Exercise ->
Answer these questions from the Taliban text below:
1. How many Taliban and how many soldiers died during the few months of army operations in South Waziristan?
2. Where are the Taliban bomb workshops and safe houses often found?
3. Which city is described as the largest in the tribal territories?

Page text ->
____
In Pakistan, the army and police are concentrating on the Taliban terrorist network. Meanwhile, in South Waziristan, and adjacent areas, the army is also searching for Taliban leader Hakimullah Mehsud, who has gone into hiding. Hakimullah Mehsud has a lot of enemies in the tribal areas, so he is not having an easy time finding some tribal chief willing to provide sanctuary. In South Waziristan, there are still plenty of Taliban gunmen, but nearly all are pretending to be innocent civilians. The few months of army operations in South Waziristan left 635 Taliban and 79 soldier dead. Press reports spoke of 10,000 armed Taliban in South Waziristan, although the real number was probably closer to a few thousand. The Taliban quickly discovered that fighting the soldiers, who were backed up by air power and artillery, was a losing proposition. Getting a guerilla war going against the army supply lines has not been successful, but the terrorist bombings, after a fashion, have. The politicians and generals have tightened their security (at the expense of everyone else, by using thousands of policemen), forcing the Taliban to go after unguarded targets. This has meant attacks on market places and other crowded areas. The victims are mostly civilians, and that makes the population more willing to watch out for, and turn in, Taliban operatives and sympathizers. This has led to the discovery of many Taliban bomb workshops and safe houses. Turns out that most of these are scattered throughout the tribal territories, often in religious schools or mosques. These places are being raided, in an attempt to reduce, and eventually halt, the bombings. At the moment, the Taliban are hitting Peshawar, the largest city in the tribal territories, a lot. The bombers can get into the city because there is always a lot of traffic from the hinterlands. Since the bomber bases are not concentrated in one area, it's difficult to concentrate the police screening. While more bombers are getting caught, some are still getting through. When the bombers can't get into the city, they often go after a mosque (led by an anti-Taliban cleric).
____
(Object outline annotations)
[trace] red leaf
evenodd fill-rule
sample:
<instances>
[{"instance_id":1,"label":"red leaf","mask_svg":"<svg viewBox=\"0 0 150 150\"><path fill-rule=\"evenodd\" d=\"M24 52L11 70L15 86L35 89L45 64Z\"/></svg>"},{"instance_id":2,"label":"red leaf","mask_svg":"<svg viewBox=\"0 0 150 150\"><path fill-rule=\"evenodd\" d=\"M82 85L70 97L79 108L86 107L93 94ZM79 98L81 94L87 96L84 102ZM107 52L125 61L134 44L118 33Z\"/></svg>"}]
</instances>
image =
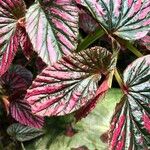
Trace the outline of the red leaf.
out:
<instances>
[{"instance_id":1,"label":"red leaf","mask_svg":"<svg viewBox=\"0 0 150 150\"><path fill-rule=\"evenodd\" d=\"M0 1L0 76L7 71L18 49L18 20L24 15L22 0Z\"/></svg>"},{"instance_id":2,"label":"red leaf","mask_svg":"<svg viewBox=\"0 0 150 150\"><path fill-rule=\"evenodd\" d=\"M76 0L111 34L126 40L144 37L150 29L149 0Z\"/></svg>"},{"instance_id":3,"label":"red leaf","mask_svg":"<svg viewBox=\"0 0 150 150\"><path fill-rule=\"evenodd\" d=\"M96 30L99 24L83 9L79 11L79 25L85 33L91 33Z\"/></svg>"},{"instance_id":4,"label":"red leaf","mask_svg":"<svg viewBox=\"0 0 150 150\"><path fill-rule=\"evenodd\" d=\"M32 112L52 116L78 110L95 96L101 75L114 66L111 53L101 47L63 57L44 69L27 91Z\"/></svg>"},{"instance_id":5,"label":"red leaf","mask_svg":"<svg viewBox=\"0 0 150 150\"><path fill-rule=\"evenodd\" d=\"M96 91L96 95L91 101L89 101L85 106L83 106L79 111L77 111L75 117L76 120L79 121L82 118L85 118L96 106L97 102L100 99L103 99L103 96L109 89L108 80L104 80L103 83L100 85L98 90Z\"/></svg>"},{"instance_id":6,"label":"red leaf","mask_svg":"<svg viewBox=\"0 0 150 150\"><path fill-rule=\"evenodd\" d=\"M24 92L19 92L10 97L12 117L24 125L41 128L44 124L44 118L32 114L30 105L24 100L24 95Z\"/></svg>"},{"instance_id":7,"label":"red leaf","mask_svg":"<svg viewBox=\"0 0 150 150\"><path fill-rule=\"evenodd\" d=\"M20 28L19 36L22 52L27 59L30 59L33 54L33 47L24 28Z\"/></svg>"},{"instance_id":8,"label":"red leaf","mask_svg":"<svg viewBox=\"0 0 150 150\"><path fill-rule=\"evenodd\" d=\"M141 57L124 71L128 87L111 121L111 150L150 148L150 55Z\"/></svg>"}]
</instances>

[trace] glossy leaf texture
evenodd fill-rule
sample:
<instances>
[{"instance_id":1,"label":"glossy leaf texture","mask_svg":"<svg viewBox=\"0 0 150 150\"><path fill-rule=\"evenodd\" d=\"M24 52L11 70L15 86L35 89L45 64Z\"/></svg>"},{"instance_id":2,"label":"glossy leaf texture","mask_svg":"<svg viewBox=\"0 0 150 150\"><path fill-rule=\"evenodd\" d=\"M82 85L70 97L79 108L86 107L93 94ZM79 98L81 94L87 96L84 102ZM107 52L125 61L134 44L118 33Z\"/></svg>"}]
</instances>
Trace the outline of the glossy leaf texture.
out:
<instances>
[{"instance_id":1,"label":"glossy leaf texture","mask_svg":"<svg viewBox=\"0 0 150 150\"><path fill-rule=\"evenodd\" d=\"M76 0L106 29L123 39L136 40L150 29L149 0Z\"/></svg>"},{"instance_id":2,"label":"glossy leaf texture","mask_svg":"<svg viewBox=\"0 0 150 150\"><path fill-rule=\"evenodd\" d=\"M44 131L41 129L24 126L19 123L14 123L8 127L7 133L13 139L20 141L20 142L25 142L25 141L29 141L38 136L43 135Z\"/></svg>"},{"instance_id":3,"label":"glossy leaf texture","mask_svg":"<svg viewBox=\"0 0 150 150\"><path fill-rule=\"evenodd\" d=\"M141 57L124 72L125 95L111 121L112 150L150 149L150 55Z\"/></svg>"},{"instance_id":4,"label":"glossy leaf texture","mask_svg":"<svg viewBox=\"0 0 150 150\"><path fill-rule=\"evenodd\" d=\"M27 91L32 112L58 116L78 110L96 96L98 81L114 66L111 53L102 47L63 57L44 69Z\"/></svg>"},{"instance_id":5,"label":"glossy leaf texture","mask_svg":"<svg viewBox=\"0 0 150 150\"><path fill-rule=\"evenodd\" d=\"M78 9L72 0L37 0L26 15L26 30L34 50L47 64L76 49Z\"/></svg>"},{"instance_id":6,"label":"glossy leaf texture","mask_svg":"<svg viewBox=\"0 0 150 150\"><path fill-rule=\"evenodd\" d=\"M19 19L25 16L22 0L0 1L0 76L9 68L19 46Z\"/></svg>"}]
</instances>

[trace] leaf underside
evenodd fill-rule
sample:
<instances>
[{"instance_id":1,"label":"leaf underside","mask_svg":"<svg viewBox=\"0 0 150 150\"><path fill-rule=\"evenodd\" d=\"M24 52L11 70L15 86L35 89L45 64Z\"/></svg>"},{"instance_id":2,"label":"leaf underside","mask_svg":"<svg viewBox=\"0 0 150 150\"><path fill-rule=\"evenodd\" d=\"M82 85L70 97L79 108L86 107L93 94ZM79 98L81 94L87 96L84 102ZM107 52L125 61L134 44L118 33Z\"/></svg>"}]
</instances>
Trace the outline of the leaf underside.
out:
<instances>
[{"instance_id":1,"label":"leaf underside","mask_svg":"<svg viewBox=\"0 0 150 150\"><path fill-rule=\"evenodd\" d=\"M144 37L150 29L149 0L76 0L109 32L126 39Z\"/></svg>"},{"instance_id":2,"label":"leaf underside","mask_svg":"<svg viewBox=\"0 0 150 150\"><path fill-rule=\"evenodd\" d=\"M78 110L96 96L98 81L114 64L111 53L101 47L63 57L44 69L27 91L32 112L52 116Z\"/></svg>"},{"instance_id":3,"label":"leaf underside","mask_svg":"<svg viewBox=\"0 0 150 150\"><path fill-rule=\"evenodd\" d=\"M40 129L31 128L19 123L12 124L8 127L7 133L15 140L24 142L32 140L44 134Z\"/></svg>"},{"instance_id":4,"label":"leaf underside","mask_svg":"<svg viewBox=\"0 0 150 150\"><path fill-rule=\"evenodd\" d=\"M141 57L124 72L125 95L111 121L112 150L150 149L150 55Z\"/></svg>"},{"instance_id":5,"label":"leaf underside","mask_svg":"<svg viewBox=\"0 0 150 150\"><path fill-rule=\"evenodd\" d=\"M26 30L34 50L46 64L76 49L78 10L72 0L36 1L26 14Z\"/></svg>"},{"instance_id":6,"label":"leaf underside","mask_svg":"<svg viewBox=\"0 0 150 150\"><path fill-rule=\"evenodd\" d=\"M25 15L22 0L0 1L0 76L9 68L19 46L18 20Z\"/></svg>"}]
</instances>

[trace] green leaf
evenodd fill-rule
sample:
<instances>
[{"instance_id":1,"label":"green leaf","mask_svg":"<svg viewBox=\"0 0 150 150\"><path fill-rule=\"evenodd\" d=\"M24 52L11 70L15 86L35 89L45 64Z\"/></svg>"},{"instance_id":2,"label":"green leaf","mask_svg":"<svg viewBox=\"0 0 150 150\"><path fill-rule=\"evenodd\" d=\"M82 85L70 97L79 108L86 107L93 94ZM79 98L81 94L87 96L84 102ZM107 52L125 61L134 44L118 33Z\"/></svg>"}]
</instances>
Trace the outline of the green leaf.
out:
<instances>
[{"instance_id":1,"label":"green leaf","mask_svg":"<svg viewBox=\"0 0 150 150\"><path fill-rule=\"evenodd\" d=\"M124 96L111 121L112 150L150 149L150 55L130 64L124 72Z\"/></svg>"},{"instance_id":2,"label":"green leaf","mask_svg":"<svg viewBox=\"0 0 150 150\"><path fill-rule=\"evenodd\" d=\"M44 131L29 126L24 126L19 123L12 124L8 127L7 133L15 140L24 142L34 139L44 134Z\"/></svg>"},{"instance_id":3,"label":"green leaf","mask_svg":"<svg viewBox=\"0 0 150 150\"><path fill-rule=\"evenodd\" d=\"M150 30L149 0L76 0L108 33L126 40L144 37Z\"/></svg>"},{"instance_id":4,"label":"green leaf","mask_svg":"<svg viewBox=\"0 0 150 150\"><path fill-rule=\"evenodd\" d=\"M72 0L37 0L28 9L26 22L33 48L46 64L76 49L78 10Z\"/></svg>"},{"instance_id":5,"label":"green leaf","mask_svg":"<svg viewBox=\"0 0 150 150\"><path fill-rule=\"evenodd\" d=\"M71 150L84 146L89 150L108 150L108 145L103 143L100 137L109 129L111 116L121 95L120 90L111 89L93 112L73 125L76 134L72 137L64 135L66 126L72 122L70 117L50 118L46 134L33 142L26 143L26 149Z\"/></svg>"},{"instance_id":6,"label":"green leaf","mask_svg":"<svg viewBox=\"0 0 150 150\"><path fill-rule=\"evenodd\" d=\"M40 116L69 114L109 89L107 79L115 65L112 54L98 46L64 56L37 76L26 100L32 112ZM103 85L100 89L99 81Z\"/></svg>"}]
</instances>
____
The answer ->
1. 635 Taliban and 79 soldiers.
2. In religious schools or mosques, scattered throughout the tribal territories.
3. Peshawar.